— START PAGE EXCERPT —

Please attach a screen shot of the Networks page (don't collapse the Radar, Connection or Signal History) of the Xirrus Wi-Fi Inspector. If you need help with that see TSG Posting a Screenshot. FWIW to take screen shots with Windows 7 or Vista I prefer to use the built-in Snipping Tool.

Also show ...

Open a (black) Command Prompt window:
Hold the *Windows logo* key and press *r*; in the Run box type *cmd* and click on *OK*.

Type the following command:

*IPCONFIG /ALL*

[Note that there is no space between the slash and ALL.]

Right click in the command window and choose *Select All*, then hit *Enter*.
Paste the results in a message here.

If necessary use a text file and removable media to copy the results to a computer with internet access.


----------



## Couriant (Mar 26, 2002)

Did you check the wifi properties to make sure it's not set to static (unless that's what you meant by No. 7)


----------



## TheSalmonLeaping (May 14, 2012)

@Couriant: Yep, it's not set to static

@TerryNet: I've attached the Xirrus screenshot, below is the ipconfig

Thanks to both for taking a look!

— END PAGE EXCERPT —

**BRIEF A:**
Render as a numbered list the part of the rows that opens with the line containing "Provide an outline for every instance of the floating" and closes with the line containing "MULTIPOLYGON (((141 193, 184". Include both of those lines and leave out any blank lines.

— START DATA LINES —

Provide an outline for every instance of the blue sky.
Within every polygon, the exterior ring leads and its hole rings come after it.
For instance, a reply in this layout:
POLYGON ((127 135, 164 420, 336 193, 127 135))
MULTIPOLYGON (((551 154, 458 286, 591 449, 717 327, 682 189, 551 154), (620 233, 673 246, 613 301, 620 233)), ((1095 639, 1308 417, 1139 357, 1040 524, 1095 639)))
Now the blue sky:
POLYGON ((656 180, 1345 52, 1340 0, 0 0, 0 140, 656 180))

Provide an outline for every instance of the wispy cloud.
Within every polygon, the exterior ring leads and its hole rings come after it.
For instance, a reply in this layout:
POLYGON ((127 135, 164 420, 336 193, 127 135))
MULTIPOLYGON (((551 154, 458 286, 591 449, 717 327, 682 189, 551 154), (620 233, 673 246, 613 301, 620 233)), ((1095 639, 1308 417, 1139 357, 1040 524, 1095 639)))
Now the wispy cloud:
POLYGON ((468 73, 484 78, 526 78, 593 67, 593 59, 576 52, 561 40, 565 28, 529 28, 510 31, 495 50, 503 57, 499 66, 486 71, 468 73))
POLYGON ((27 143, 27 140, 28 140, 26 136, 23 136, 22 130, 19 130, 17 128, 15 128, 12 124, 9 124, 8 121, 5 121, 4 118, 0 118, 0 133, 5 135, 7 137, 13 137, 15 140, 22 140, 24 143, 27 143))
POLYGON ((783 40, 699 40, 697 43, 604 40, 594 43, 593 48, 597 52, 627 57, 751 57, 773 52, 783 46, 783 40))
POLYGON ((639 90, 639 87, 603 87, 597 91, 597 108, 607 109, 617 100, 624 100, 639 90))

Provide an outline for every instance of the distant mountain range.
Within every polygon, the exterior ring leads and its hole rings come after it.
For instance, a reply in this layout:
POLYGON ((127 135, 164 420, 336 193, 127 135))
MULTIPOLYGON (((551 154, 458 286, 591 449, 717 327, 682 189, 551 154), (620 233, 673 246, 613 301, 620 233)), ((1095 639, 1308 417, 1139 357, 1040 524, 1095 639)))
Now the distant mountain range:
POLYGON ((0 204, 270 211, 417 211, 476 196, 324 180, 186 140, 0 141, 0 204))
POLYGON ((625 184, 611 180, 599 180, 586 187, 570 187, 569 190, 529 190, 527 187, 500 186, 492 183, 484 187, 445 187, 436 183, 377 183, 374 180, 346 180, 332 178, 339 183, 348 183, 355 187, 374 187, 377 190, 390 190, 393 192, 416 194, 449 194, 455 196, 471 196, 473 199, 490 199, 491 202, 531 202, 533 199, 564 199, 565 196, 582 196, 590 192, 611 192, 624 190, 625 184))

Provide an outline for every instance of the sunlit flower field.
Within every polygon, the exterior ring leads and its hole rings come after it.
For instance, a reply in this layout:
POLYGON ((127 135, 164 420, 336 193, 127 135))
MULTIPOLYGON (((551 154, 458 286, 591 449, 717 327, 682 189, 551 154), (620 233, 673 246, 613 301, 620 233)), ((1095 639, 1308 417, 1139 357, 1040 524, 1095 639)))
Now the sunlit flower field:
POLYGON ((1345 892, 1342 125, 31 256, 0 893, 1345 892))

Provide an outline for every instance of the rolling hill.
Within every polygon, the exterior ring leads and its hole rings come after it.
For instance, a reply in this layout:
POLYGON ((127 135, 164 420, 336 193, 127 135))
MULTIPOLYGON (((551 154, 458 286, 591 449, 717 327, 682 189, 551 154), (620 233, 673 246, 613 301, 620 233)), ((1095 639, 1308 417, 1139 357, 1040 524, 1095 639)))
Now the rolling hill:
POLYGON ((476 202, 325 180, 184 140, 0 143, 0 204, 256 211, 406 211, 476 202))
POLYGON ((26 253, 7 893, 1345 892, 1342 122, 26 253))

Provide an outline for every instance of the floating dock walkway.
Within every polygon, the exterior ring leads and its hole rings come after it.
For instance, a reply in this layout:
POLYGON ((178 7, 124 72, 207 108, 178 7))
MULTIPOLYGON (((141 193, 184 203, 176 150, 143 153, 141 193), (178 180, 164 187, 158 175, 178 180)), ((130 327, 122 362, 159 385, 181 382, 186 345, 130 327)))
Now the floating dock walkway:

— END DATA LINES —

**BRIEF B:**
In the forum thread, which built-in tool does the writer prefer for taking screen shots in Windows 7 or Vista?

**EXERCISE OUTPUT A:**
1. Provide an outline for every instance of the floating dock walkway.
2. Within every polygon, the exterior ring leads and its hole rings come after it.
3. For instance, a reply in this layout:
4. POLYGON ((178 7, 124 72, 207 108, 178 7))
5. MULTIPOLYGON (((141 193, 184 203, 176 150, 143 153, 141 193), (178 180, 164 187, 158 175, 178 180)), ((130 327, 122 362, 159 385, 181 382, 186 345, 130 327)))

**EXERCISE OUTPUT B:**
The Snipping Tool.